▶ The task
Reproduce the listing below with every "point out" changed to "indicate" and nothing else altered.

▶ Material shown
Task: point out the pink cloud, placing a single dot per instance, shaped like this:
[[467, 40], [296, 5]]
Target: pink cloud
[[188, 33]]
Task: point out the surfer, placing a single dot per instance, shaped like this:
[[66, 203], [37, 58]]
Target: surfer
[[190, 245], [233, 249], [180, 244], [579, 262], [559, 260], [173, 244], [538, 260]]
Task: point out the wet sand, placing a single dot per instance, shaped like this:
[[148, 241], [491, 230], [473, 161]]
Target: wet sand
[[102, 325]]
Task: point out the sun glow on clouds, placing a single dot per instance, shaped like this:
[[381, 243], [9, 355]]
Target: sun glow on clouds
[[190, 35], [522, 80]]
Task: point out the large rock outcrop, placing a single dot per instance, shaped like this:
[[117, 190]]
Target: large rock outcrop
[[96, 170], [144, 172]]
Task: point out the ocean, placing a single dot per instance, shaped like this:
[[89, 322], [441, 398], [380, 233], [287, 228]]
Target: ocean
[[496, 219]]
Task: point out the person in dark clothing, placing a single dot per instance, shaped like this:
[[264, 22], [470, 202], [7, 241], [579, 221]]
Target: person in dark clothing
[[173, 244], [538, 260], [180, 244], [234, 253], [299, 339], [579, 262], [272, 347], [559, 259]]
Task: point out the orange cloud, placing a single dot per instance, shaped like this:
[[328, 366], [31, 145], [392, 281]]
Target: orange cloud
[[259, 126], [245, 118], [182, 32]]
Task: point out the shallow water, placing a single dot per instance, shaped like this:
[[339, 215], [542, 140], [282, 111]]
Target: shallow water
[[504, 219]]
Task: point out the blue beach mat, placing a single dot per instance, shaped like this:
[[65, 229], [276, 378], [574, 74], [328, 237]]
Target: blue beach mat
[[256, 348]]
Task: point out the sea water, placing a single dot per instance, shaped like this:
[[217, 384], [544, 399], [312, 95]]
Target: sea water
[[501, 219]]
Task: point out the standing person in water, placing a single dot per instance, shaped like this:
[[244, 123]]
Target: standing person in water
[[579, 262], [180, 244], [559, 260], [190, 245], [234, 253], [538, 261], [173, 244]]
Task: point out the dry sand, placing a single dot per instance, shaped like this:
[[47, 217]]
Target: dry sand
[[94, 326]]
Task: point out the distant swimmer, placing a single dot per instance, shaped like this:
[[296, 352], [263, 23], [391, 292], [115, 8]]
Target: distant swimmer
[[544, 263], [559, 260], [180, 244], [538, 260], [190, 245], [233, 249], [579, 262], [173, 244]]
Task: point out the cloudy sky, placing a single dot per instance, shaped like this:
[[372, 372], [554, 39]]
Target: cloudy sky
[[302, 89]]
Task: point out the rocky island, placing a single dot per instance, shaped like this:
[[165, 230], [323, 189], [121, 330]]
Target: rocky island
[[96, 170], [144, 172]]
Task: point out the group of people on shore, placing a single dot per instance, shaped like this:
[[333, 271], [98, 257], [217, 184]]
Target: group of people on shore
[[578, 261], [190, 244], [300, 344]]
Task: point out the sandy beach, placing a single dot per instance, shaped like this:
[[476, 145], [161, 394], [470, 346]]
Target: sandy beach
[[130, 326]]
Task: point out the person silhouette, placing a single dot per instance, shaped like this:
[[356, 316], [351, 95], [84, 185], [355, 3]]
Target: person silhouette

▶ Written solution
Task: indicate the pink cloud, placing a single dot per instance, shaped like this:
[[467, 40], [296, 5]]
Target: pink cloud
[[188, 33]]
Task: indicate the surfer, placing a single dot per instance, shaped like this:
[[66, 203], [37, 58]]
Target: surfer
[[190, 245], [233, 249], [180, 244], [579, 262], [559, 260], [173, 244], [538, 260]]
Task: indicate the wet sand, placing a single dot per instance, shaped like this:
[[148, 241], [491, 230], [473, 161]]
Target: wet sand
[[102, 325]]
Task: indicate the sun glow on clouds, placing a single dot per instance, shaped like this:
[[381, 243], [9, 355]]
Target: sun glow on clouds
[[190, 35], [522, 80]]
Task: indicate the large rock outcrop, placing a single dot per instance, shaped like this:
[[117, 190]]
Target: large rock outcrop
[[96, 170], [144, 172]]
Task: indicate the ocean, placing a single dot per instance, shaped like this:
[[89, 322], [441, 398], [380, 233], [287, 228]]
Target: ocean
[[496, 219]]
Task: indicate the person in dark clothing, placing a single dot per instance, shaped like this:
[[264, 22], [470, 202], [7, 241], [579, 221]]
Target: person in dark clothing
[[173, 244], [538, 260], [180, 244], [234, 253], [299, 339], [579, 262], [272, 347], [559, 259]]
Task: indicate the orange cloud, placing a single dot per instance, shaped like this:
[[328, 366], [31, 145], [392, 281]]
Target: orange cloud
[[259, 126], [245, 118], [182, 32]]
Task: indicate the shallow water, placing a single dot per instance, shaped like this:
[[339, 215], [542, 140], [282, 111]]
Target: shallow water
[[504, 219]]
Task: indicate the blue beach mat, placing a single dot per instance, shaped like this:
[[65, 229], [276, 378], [574, 74], [328, 237]]
Target: blue beach mat
[[256, 348]]
Task: indicate the sea water, placing a single dot per instance, shaped like this:
[[217, 384], [544, 399], [312, 95]]
Target: sea water
[[501, 219]]
Task: indicate the standing person in water, placing a single dot per instance, shaped like this:
[[244, 123]]
Target: standing person in water
[[579, 262], [180, 244], [559, 260], [190, 245], [234, 253], [538, 261], [173, 244]]
Task: indicate the dry sand, placing a single dot per instance, shaped like this:
[[47, 217]]
Target: dry sand
[[94, 326]]
Task: indicate the distant swimmer, placing a single dot per instance, shaped like this:
[[296, 352], [263, 23], [391, 292], [115, 8]]
Target: distant swimmer
[[544, 263], [559, 260], [180, 244], [538, 260], [190, 245], [233, 249], [579, 262], [173, 244]]
Task: indicate the cloudy sky, placing a single dot per instance, shaped like this:
[[372, 372], [554, 39]]
Target: cloudy sky
[[302, 89]]
Task: indicate the rocky island, placing a single dot per instance, shaped like this:
[[165, 230], [323, 189], [121, 330]]
Target: rocky island
[[96, 170], [144, 172]]
Task: indicate the group of people on shore, placing a single dot per instance, shaped like this:
[[333, 271], [98, 257], [217, 184]]
Target: group of people on shore
[[578, 261], [190, 244], [300, 344]]
Task: indicate the sandy beach, placing a single dot per instance, shaped like this:
[[476, 145], [161, 394], [470, 346]]
Target: sandy beach
[[130, 326]]
Task: indicate the person silhouette, placing a single dot per instance, shaped like this:
[[356, 316], [351, 95], [84, 185], [355, 3]]
Target: person silhouette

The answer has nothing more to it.